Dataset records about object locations
---+---

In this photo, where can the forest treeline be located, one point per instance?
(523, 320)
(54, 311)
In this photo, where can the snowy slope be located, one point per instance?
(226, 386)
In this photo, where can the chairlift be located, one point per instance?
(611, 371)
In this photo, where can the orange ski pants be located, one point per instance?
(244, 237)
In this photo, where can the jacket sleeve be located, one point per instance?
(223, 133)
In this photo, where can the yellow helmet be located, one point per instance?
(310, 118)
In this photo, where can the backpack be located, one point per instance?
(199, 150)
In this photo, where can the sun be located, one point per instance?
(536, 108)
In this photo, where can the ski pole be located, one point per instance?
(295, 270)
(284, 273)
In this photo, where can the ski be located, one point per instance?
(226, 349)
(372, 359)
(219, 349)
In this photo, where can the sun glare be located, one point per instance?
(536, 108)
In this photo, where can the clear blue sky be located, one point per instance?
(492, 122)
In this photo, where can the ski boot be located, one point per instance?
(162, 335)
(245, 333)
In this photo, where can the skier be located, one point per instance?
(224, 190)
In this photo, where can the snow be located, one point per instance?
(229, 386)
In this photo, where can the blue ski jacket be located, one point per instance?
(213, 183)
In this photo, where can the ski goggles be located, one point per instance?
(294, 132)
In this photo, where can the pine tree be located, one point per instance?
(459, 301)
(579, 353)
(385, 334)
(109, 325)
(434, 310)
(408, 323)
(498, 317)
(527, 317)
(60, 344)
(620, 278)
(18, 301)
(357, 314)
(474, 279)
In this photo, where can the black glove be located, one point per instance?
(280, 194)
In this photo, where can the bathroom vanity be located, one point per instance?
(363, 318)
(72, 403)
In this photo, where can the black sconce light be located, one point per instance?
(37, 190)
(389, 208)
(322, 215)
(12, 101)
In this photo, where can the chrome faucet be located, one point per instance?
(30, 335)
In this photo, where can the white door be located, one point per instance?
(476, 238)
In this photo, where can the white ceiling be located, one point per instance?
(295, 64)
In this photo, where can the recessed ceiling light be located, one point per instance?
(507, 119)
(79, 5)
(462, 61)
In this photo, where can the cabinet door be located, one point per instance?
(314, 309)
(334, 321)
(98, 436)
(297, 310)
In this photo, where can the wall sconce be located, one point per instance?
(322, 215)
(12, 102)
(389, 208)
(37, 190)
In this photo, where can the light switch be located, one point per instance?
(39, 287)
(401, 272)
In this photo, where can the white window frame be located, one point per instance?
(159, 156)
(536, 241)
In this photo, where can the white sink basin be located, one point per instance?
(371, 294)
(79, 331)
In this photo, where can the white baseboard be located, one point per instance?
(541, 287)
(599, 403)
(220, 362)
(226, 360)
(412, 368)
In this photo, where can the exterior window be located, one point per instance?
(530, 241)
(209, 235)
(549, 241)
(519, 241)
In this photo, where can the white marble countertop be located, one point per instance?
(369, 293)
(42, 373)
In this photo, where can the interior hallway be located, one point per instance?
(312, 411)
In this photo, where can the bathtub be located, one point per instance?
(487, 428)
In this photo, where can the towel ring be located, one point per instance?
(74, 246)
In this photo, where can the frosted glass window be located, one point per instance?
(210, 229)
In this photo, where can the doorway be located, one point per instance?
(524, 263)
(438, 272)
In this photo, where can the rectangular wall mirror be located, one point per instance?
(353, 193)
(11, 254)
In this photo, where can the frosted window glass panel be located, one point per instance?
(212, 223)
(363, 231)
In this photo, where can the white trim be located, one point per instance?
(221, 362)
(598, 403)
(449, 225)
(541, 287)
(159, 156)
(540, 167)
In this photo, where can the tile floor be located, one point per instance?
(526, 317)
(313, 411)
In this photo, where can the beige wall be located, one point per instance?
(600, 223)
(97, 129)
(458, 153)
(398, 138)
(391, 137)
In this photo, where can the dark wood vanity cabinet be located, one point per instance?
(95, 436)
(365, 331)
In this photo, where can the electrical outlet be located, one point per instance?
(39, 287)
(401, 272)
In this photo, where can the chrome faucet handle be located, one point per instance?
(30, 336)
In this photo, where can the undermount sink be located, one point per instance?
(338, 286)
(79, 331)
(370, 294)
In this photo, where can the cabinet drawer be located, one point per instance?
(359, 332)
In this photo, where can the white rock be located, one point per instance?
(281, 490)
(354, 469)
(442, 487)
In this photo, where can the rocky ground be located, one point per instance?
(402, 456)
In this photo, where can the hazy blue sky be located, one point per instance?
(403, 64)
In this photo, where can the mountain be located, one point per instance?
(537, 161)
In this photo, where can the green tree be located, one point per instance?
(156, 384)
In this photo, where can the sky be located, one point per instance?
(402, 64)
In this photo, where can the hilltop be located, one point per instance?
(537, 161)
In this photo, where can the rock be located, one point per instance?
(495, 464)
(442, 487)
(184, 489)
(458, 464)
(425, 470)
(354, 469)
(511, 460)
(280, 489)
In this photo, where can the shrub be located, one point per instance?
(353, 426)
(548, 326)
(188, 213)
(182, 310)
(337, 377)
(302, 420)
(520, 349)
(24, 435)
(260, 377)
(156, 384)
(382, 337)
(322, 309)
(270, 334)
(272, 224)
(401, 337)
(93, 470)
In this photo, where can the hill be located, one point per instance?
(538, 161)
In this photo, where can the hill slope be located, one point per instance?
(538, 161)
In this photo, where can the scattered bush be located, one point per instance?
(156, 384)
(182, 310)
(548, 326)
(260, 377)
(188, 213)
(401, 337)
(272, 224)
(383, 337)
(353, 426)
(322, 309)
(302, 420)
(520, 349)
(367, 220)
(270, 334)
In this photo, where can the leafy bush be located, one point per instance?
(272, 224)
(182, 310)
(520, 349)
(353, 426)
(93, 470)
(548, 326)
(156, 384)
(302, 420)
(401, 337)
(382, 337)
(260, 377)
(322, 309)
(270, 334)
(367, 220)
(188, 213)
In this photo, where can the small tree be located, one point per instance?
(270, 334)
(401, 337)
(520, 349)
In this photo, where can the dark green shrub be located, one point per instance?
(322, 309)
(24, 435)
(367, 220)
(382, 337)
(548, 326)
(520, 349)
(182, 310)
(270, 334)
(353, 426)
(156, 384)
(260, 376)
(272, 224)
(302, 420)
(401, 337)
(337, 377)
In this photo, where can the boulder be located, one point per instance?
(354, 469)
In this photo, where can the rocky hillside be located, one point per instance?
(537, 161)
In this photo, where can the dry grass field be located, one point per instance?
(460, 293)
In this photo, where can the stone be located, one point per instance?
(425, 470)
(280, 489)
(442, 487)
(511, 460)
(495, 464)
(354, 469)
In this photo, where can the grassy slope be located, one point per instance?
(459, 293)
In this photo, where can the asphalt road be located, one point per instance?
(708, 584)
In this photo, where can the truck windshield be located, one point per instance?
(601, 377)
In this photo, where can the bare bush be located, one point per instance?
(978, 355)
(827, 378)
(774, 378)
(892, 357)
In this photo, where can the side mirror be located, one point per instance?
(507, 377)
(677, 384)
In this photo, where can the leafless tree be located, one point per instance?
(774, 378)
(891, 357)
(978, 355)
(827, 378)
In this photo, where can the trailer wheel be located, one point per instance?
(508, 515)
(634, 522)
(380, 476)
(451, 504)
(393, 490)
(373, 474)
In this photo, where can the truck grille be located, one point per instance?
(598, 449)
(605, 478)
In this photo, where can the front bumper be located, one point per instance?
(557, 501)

---+---

Aim of the exercise:
Extract the lines above from the one containing "In this photo, where can the boulder" to the last line, both included, exactly as written.

Task solution:
In this photo, where can the boulder be located, one point per instance?
(354, 469)
In this photo, where can the rocky hillside be located, one point per instance?
(537, 161)
In this photo, where can the dry grass field be located, one point per instance?
(460, 293)
In this photo, where can the stone be located, one point per instance?
(425, 470)
(280, 489)
(442, 487)
(511, 460)
(495, 464)
(354, 469)
In this photo, where can the grassy slope be located, one point per instance?
(459, 293)
In this photo, where can the asphalt road be located, one point per instance?
(708, 584)
In this photo, where can the truck windshield be located, one point per instance?
(601, 377)
In this photo, where can the bare bush be located, one point per instance?
(978, 355)
(827, 378)
(774, 378)
(892, 357)
In this photo, where can the side mirror be located, one point per instance?
(507, 377)
(677, 384)
In this photo, where can the leafless tree be located, one point per instance?
(774, 378)
(891, 357)
(978, 355)
(827, 378)
In this photo, where can the trailer wheel be located, one point per instance?
(508, 515)
(634, 522)
(380, 476)
(451, 504)
(393, 490)
(373, 474)
In this photo, where can the truck grille be located, one point per instance?
(598, 449)
(605, 478)
In this photo, where can the front bumper be located, one point per instance?
(557, 501)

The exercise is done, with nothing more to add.